요구 사항
- 1) Collector 인터페이스에 관한 글에서 "Collector 인터페이스는 리듀싱"와 "형식(대개 컬렉션 형식)입니다." 사이의 부분을 두 구절까지 포함하여 한 글자도 바꾸지 말고 다시 적으세요.
- 2) Collector 인터페이스에 관한 글의 마지막 문장 다음부터 내용을 이어서 써 나가세요.

제공된 글
------------------------------------------------------------------------
Collector 인터페이스는 리듀싱 연산(즉, 컬렉터)을 어떻게 구현할지 제공하는 메서드 집합으로 구성됩니다.

public interface Collector<T, A, R> {
    Supplier<A> supplier();
    BiConsumer<A, T> accumulator();
    Function<A, R> finisher();
    BinaryOperator<A> combiner();
    Set<Characteristics> characteristics();
}

T는 수집될 항목의 제네릭 형식입니다.
A는 누적자, 즉 수집 과정에서 중간 결과를 누적하는 객체의 형식입니다.
R은 수집 연산 결과 객체의 형식(대개 컬렉션 형식)입니다.

6.5.1 Collector 인터페이스의 메서드 살펴보기

supplier 메서드: 새로운 결과 컨테이너 만들기

public Supplier<List<T>> supplier() {
    return () -> new ArrayList<T>();
}

//생성자 참조 전달
public Supplier<List<T>> supplier() {
    return ArrayList::new;
}

supplier 메서드는 빈 결과로 이루어진 Supplier를 반환해야 합니다.
------------------------------------------------------------------------
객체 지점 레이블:
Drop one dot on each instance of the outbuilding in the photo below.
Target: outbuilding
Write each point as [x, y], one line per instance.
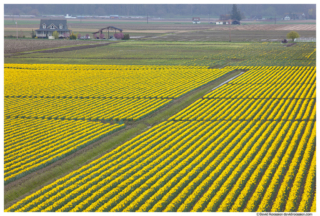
[48, 26]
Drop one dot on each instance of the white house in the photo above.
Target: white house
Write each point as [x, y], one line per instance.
[48, 26]
[286, 18]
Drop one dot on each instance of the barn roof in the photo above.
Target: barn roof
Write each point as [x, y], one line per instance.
[55, 22]
[109, 27]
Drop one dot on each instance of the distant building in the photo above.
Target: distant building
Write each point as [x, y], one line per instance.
[222, 22]
[69, 17]
[225, 16]
[195, 20]
[114, 16]
[235, 22]
[286, 18]
[48, 26]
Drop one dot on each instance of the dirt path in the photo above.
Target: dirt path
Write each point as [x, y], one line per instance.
[57, 50]
[32, 177]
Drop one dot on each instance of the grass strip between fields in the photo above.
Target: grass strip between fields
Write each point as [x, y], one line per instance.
[40, 179]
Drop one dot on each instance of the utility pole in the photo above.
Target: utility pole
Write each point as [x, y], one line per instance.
[229, 30]
[17, 29]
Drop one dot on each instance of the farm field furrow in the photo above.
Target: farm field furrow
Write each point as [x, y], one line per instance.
[26, 152]
[105, 82]
[213, 157]
[248, 145]
[54, 106]
[84, 109]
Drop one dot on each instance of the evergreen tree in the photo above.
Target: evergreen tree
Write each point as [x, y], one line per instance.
[235, 13]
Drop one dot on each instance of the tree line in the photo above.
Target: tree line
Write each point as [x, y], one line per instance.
[159, 10]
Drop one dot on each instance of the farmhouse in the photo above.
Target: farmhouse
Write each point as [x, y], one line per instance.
[222, 22]
[48, 26]
[195, 20]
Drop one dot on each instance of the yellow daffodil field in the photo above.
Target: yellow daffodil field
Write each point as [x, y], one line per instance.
[31, 144]
[248, 145]
[52, 111]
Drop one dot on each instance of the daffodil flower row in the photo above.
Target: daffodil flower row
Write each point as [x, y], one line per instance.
[30, 147]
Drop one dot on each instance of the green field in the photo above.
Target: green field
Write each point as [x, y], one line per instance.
[180, 53]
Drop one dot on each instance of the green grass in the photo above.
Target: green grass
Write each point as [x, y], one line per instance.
[41, 179]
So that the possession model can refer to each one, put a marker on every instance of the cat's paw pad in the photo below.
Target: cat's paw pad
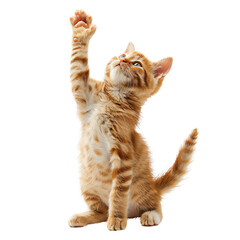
------------------------------------------------------------------------
과제 답변
- 1)
Collector 인터페이스는 리듀싱 연산(즉, 컬렉터)을 어떻게 구현할지 제공하는 메서드 집합으로 구성됩니다.

public interface Collector<T, A, R> {
    Supplier<A> supplier();
    BiConsumer<A, T> accumulator();
    Function<A, R> finisher();
    BinaryOperator<A> combiner();
    Set<Characteristics> characteristics();
}

T는 수집될 항목의 제네릭 형식입니다.
A는 누적자, 즉 수집 과정에서 중간 결과를 누적하는 객체의 형식입니다.
R은 수집 연산 결과 객체의 형식(대개 컬렉션 형식)입니다.

- 2)
즉, supplier는 수집 과정에서 빈 누적자 인스턴스를 만드는 파라미터가 없는 함수입니다.
ToListCollector처럼 누적자를 반환하는 컬렉터에서는 빈 누적자가 비어있는 스트림의 수집 과정의 결과가 될 수 있습니다.

accumulator 메서드: 결과 컨테이너에 요소 추가하기

public BiConsumer<List<T>, T> accumulator() {
    return(list, item) -> list.add(item);
}

//메서드 참조
public BiConsumer<List<T>, T> accumulator() {
    return List::add;
}

accumulator메서드는 리듀싱 연산을 수행하는 함수를 반환합니다.
스트림에서 n번째 요소를 탐색할 때 두 인수, 즉 누적자(스트림의 첫 n-1개 항목을 수집한 상태)와 n번째 요소를 함수에 적용합니다.
함수의 반환값은 void, 즉 요소를 탐색하면서 적용하는 함수에 의해 누적자 내부 상태가 바뀌므로 누적자가 어떤 값일지 단정할 수 없습니다.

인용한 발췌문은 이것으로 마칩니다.